#### WHAT TO DO:
Whenever the word "cycling" shows up in a line of the data, copy that line.

#### EXCERPTED RECORDS:

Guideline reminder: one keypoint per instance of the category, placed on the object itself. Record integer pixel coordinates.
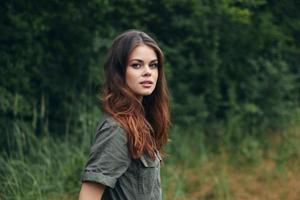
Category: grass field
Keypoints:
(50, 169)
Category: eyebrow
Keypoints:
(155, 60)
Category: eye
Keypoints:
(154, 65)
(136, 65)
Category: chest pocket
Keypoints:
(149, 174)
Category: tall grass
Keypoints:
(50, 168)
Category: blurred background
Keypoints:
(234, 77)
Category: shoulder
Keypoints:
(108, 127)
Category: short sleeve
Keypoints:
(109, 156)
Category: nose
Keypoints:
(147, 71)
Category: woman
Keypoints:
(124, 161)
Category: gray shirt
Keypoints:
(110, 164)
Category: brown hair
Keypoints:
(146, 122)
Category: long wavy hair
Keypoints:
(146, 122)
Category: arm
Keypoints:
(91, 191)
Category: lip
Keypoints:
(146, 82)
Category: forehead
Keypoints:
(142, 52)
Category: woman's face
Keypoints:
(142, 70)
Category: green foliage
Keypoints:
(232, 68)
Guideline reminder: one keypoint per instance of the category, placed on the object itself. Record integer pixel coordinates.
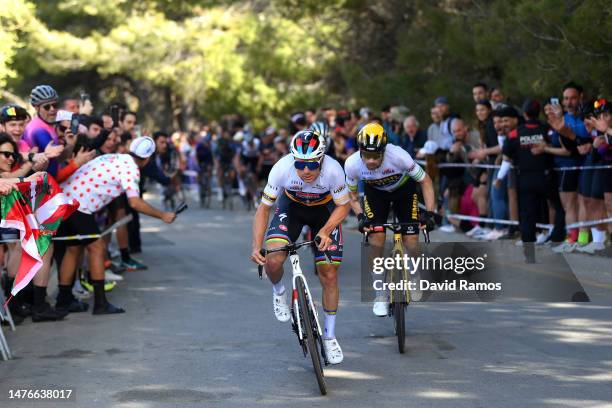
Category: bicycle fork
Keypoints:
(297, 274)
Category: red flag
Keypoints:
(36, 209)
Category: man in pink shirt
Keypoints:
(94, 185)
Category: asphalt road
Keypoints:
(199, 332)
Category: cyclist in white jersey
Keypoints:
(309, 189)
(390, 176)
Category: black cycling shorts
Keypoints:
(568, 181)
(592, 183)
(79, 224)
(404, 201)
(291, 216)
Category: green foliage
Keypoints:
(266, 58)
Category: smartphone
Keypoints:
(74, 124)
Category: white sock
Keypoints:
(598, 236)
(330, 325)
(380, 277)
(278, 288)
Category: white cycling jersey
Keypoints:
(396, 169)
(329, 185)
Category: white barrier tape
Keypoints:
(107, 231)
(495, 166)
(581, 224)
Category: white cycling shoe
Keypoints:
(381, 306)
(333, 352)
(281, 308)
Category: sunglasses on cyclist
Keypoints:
---
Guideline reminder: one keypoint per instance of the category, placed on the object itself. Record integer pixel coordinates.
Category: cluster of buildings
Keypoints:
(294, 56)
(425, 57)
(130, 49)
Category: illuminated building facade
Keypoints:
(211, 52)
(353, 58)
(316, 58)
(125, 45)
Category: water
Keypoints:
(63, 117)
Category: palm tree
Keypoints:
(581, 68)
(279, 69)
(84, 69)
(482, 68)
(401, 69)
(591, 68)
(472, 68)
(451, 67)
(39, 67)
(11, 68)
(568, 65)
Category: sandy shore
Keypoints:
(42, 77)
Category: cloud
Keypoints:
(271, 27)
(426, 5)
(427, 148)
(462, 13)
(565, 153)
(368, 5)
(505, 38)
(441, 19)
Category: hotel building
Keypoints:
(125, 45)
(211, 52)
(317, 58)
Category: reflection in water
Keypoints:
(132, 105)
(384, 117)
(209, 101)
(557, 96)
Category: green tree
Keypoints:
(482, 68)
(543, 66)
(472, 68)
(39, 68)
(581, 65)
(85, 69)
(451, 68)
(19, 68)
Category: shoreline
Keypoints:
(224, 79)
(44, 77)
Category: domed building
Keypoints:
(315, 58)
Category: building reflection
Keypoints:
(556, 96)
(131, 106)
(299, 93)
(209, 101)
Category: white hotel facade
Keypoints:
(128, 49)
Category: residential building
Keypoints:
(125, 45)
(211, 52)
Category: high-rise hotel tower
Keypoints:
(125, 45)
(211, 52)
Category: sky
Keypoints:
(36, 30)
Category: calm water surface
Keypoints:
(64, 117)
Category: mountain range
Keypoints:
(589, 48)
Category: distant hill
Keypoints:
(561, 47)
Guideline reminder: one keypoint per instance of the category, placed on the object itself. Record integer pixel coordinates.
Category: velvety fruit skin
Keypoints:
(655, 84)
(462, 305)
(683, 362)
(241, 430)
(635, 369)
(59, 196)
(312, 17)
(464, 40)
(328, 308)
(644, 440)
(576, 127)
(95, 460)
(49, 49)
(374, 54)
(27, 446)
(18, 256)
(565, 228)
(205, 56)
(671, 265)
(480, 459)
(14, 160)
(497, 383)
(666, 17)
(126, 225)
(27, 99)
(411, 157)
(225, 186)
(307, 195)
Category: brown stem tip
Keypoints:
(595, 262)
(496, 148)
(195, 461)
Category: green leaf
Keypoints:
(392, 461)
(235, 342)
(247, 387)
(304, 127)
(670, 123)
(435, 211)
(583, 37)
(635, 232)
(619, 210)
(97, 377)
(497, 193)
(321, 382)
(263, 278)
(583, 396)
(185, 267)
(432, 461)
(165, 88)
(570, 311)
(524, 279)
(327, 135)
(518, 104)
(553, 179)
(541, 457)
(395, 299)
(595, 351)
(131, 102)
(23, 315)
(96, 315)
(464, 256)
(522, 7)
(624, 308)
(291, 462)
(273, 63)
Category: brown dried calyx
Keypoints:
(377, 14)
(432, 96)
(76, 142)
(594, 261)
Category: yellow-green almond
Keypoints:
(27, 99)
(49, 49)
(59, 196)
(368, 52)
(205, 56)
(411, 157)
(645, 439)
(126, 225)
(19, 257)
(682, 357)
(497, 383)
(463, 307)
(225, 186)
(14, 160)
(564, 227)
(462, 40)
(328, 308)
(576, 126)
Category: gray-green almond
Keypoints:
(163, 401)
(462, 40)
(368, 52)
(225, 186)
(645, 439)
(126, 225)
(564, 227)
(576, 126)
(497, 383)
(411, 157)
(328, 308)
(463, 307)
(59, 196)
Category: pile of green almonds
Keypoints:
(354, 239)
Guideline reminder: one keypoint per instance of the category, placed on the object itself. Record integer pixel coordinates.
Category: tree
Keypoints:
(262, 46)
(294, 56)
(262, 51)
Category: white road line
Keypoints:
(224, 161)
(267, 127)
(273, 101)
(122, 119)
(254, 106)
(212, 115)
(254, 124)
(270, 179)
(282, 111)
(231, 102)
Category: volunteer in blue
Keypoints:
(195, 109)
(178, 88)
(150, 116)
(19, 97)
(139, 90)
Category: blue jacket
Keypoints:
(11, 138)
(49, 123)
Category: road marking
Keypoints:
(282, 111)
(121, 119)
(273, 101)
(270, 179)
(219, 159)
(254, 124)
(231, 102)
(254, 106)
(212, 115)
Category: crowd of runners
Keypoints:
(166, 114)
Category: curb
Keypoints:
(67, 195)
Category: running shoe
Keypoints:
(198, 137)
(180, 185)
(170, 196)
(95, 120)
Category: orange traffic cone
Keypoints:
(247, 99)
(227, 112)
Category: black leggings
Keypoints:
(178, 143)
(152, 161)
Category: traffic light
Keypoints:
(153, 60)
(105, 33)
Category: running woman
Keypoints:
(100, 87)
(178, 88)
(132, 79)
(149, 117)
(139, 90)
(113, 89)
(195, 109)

#### ANSWER AREA:
Category: black cycling shorts
Category: white cycling jersey
Category: white cycling shoe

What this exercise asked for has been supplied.